In short, there is something deficient in the bivalent menu of totalitarianism or authoritarianism. Totalitarianism was born in revolution, grew and was sustained by terror, matured into a bureaucracy, corrupted with age, and finally fell apart, scattering its constituent parts hither and yon. Yet like the phoenix that rises from its ashes, the late-stage totalitarian elite was reborn as the post-totalitarian elite. The persistence of late-stage totalitarian social stratification is crucial for understanding not just the legacies of totalitarianism in post-totalitarian societies, but also why totalitarianism imploded as it did and what this implosion consisted of.
The revolutionary totalitarian avant-garde established itself as the only elite in society by eliminating all existing, potential, possible, imaginary, and phantasmal alternative elites. Without the elimination of alternative elites, there could not be total control of society by a single, hierarchically unified elite. Potential alternative elites included people who posed no immediate or even foreseeable threat to the totalitarian elite but could have become such a threat—“objective enemies”, in Marxist jargon. Any person of actual or potential distinction who was not part of the revolutionary elite was by definition an enemy, including, in the Russian case, imaginary members of elites like Bolshoi Ballet ballerinas and Jewish doctors who were not political by any stretch of the imagination. Soviet-style totalitarian elites eliminated roughly 10 percent of the population by murder, imprisonment, or exile. Higher percentages of totalitarian mortality resulted from the death of the weakest members of society in hunger as a result of the expropriation of their means of subsistence in the collectivization of agriculture in the Soviet Union and China, or from ethnic genocide, as with the Crimean Tatars, or from relentless class genocide, as in Cambodia. Once the elimination of all actual or potential alternative elites was achieved, factions within the totalitarian elite turned on each other. The revolution devoured its children; totalitarian revolutions always do.

Stored records:
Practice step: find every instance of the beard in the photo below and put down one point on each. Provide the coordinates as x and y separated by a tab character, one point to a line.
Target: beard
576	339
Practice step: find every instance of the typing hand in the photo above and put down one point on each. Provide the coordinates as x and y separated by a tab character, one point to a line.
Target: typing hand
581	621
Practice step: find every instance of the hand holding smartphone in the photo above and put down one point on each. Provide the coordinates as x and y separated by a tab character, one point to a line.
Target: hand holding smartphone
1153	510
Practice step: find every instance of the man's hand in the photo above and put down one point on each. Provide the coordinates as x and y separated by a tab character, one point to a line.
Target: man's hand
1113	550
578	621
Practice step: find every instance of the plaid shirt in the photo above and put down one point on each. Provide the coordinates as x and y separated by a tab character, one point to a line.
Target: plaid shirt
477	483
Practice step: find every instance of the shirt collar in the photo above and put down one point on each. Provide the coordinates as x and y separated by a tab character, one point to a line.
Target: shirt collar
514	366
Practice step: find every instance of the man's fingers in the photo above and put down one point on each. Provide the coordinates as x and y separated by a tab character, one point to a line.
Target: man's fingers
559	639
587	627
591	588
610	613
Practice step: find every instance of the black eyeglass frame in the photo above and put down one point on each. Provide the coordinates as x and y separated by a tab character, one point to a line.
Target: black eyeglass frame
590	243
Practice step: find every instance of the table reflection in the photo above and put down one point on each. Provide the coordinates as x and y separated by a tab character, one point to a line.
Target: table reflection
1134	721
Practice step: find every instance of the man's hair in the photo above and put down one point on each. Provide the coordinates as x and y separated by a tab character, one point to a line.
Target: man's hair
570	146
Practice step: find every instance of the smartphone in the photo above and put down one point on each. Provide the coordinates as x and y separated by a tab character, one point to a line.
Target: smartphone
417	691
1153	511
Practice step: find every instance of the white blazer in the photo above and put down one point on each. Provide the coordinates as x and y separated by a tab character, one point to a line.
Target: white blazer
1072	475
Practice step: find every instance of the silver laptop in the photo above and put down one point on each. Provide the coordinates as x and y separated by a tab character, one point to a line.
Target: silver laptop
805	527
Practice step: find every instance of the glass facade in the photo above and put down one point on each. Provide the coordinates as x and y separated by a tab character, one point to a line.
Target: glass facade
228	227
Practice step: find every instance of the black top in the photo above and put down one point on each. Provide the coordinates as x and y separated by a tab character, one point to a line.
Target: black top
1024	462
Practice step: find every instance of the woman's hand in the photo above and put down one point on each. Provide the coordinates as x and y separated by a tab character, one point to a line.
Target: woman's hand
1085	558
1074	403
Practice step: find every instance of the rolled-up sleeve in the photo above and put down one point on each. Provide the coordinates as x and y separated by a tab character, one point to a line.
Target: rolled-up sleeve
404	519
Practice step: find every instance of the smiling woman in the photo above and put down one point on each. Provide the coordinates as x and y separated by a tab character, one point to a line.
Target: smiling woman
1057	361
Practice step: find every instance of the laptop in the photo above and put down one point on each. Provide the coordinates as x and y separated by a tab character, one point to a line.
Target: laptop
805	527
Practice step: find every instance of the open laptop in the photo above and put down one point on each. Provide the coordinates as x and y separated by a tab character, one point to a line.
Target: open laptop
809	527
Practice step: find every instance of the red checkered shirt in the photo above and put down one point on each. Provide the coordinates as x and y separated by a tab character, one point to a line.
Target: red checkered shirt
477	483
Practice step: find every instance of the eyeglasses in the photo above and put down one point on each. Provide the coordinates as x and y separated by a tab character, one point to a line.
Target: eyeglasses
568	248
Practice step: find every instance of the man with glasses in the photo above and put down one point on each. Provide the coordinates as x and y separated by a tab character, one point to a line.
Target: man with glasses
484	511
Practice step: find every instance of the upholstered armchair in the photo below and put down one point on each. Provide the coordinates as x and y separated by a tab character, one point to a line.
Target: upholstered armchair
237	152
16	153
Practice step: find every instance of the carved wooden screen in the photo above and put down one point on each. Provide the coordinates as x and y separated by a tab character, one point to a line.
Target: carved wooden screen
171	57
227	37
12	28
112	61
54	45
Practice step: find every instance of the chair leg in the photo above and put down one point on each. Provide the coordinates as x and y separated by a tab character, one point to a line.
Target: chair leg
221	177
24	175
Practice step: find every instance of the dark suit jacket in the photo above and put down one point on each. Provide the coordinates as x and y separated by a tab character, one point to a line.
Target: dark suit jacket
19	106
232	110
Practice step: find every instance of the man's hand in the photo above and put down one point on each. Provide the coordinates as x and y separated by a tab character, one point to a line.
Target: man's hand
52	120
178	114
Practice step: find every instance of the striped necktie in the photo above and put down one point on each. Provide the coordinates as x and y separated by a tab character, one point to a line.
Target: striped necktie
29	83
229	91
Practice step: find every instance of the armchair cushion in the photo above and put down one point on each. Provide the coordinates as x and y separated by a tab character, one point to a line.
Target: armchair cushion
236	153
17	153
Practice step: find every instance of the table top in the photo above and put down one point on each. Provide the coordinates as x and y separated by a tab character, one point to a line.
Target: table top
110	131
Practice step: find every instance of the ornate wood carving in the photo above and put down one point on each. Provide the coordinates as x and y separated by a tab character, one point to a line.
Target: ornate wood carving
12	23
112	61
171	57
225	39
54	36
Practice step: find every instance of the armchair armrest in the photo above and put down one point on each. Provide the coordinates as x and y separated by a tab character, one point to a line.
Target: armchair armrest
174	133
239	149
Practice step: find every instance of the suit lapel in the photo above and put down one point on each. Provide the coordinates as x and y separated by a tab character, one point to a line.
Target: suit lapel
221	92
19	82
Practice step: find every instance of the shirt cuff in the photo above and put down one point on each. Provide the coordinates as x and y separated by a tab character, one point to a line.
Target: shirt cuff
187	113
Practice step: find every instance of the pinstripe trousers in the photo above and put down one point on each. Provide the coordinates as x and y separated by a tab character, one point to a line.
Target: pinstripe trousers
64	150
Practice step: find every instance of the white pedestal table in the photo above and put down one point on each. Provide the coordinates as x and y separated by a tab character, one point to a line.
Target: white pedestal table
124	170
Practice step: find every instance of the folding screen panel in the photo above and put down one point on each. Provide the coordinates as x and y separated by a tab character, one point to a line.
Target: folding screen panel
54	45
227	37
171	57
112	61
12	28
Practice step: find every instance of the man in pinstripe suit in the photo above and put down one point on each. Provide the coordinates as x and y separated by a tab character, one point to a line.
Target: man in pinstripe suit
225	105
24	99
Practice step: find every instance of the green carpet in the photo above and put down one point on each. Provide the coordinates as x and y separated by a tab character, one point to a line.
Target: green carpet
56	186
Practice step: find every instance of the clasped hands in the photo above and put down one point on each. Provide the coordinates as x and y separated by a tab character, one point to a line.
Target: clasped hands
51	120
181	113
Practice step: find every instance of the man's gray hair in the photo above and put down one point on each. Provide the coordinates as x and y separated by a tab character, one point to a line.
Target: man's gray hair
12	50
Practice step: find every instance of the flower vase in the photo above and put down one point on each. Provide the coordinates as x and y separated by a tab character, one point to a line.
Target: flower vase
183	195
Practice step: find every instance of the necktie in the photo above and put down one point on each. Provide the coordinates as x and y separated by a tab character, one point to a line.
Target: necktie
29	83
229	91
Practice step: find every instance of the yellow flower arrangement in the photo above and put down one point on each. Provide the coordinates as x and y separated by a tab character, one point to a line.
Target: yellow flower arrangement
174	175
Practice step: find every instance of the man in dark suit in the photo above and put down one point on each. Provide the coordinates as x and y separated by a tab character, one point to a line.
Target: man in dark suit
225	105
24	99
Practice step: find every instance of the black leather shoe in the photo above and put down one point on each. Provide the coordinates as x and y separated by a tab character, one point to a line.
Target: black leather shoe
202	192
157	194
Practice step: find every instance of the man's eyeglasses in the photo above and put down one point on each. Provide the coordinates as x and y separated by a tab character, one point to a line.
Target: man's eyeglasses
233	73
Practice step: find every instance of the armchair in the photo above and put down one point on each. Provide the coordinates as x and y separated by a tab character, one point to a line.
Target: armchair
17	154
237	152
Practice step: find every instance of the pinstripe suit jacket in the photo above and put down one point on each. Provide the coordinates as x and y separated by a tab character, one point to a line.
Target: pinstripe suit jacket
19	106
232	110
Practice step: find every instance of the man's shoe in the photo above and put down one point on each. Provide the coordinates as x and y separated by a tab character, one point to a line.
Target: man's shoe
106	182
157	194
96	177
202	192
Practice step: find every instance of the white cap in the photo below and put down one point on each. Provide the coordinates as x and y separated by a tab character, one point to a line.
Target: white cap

### GOAL OF THE EXERCISE:
Return the portion of the passage on totalitarian elites starting at "In short, there" and ending at "implosion consisted of.", copied word for word.

### TASK RESPONSE:
In short, there is something deficient in the bivalent menu of totalitarianism or authoritarianism. Totalitarianism was born in revolution, grew and was sustained by terror, matured into a bureaucracy, corrupted with age, and finally fell apart, scattering its constituent parts hither and yon. Yet like the phoenix that rises from its ashes, the late-stage totalitarian elite was reborn as the post-totalitarian elite. The persistence of late-stage totalitarian social stratification is crucial for understanding not just the legacies of totalitarianism in post-totalitarian societies, but also why totalitarianism imploded as it did and what this implosion consisted of.